Task item. Report each line from the records where the string "trunk" turns up.

Information provided.
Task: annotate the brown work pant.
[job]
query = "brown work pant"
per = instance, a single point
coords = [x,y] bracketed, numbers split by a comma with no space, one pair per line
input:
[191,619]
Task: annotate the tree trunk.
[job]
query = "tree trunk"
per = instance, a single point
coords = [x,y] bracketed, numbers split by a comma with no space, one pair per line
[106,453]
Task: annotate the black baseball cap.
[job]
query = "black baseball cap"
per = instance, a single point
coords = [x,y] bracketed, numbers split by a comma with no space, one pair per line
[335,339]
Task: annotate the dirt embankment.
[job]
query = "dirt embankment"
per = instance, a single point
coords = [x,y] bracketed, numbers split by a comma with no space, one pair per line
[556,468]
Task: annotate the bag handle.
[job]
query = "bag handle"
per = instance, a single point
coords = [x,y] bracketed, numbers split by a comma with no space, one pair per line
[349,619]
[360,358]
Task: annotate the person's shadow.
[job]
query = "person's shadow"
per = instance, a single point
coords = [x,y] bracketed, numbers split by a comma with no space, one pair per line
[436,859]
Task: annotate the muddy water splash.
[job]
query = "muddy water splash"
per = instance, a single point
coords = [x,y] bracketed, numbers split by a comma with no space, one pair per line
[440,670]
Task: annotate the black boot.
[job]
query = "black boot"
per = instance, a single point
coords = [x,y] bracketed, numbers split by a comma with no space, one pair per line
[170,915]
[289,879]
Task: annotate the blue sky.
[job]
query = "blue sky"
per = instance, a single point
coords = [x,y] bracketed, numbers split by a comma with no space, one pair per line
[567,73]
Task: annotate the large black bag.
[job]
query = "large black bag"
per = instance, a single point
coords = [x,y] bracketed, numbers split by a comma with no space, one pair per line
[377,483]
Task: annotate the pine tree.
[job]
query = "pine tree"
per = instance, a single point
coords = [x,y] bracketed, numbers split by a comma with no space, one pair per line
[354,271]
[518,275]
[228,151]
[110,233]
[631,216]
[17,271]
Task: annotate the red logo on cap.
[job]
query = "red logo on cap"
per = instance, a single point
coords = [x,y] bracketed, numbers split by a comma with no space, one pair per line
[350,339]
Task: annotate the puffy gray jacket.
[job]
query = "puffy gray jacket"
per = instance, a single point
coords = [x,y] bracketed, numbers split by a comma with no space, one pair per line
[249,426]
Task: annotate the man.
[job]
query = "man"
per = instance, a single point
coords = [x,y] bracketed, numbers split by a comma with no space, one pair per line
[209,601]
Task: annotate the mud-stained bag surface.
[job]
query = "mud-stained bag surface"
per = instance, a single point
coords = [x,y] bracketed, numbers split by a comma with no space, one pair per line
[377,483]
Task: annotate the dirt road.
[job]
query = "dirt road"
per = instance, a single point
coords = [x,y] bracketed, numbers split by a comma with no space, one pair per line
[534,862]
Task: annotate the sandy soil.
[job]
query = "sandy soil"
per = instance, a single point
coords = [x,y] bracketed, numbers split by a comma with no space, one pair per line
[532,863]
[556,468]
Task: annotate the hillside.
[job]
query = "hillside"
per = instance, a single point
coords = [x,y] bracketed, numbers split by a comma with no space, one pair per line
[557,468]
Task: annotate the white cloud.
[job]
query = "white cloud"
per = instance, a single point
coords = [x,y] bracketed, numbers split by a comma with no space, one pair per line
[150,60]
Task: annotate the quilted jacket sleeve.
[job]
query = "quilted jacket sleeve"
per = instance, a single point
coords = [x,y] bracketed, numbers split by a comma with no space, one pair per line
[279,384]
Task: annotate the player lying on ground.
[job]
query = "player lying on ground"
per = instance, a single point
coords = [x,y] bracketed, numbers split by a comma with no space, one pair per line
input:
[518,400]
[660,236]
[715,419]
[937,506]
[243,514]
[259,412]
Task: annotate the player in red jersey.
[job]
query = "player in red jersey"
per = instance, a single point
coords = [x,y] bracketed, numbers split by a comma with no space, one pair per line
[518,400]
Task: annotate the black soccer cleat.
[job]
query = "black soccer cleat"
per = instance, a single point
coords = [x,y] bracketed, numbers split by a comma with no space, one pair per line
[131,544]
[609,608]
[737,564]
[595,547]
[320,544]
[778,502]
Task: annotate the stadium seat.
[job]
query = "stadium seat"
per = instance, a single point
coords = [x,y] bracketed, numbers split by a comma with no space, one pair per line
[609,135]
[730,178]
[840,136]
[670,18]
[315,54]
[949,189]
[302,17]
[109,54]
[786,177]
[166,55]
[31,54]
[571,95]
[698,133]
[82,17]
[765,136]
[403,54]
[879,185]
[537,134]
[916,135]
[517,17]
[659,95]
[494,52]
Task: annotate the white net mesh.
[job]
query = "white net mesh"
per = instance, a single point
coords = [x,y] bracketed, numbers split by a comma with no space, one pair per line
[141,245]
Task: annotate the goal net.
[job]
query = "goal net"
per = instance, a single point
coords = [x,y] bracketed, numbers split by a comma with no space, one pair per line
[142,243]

Expected answer.
Task: annotate the tree trunk.
query = "tree trunk"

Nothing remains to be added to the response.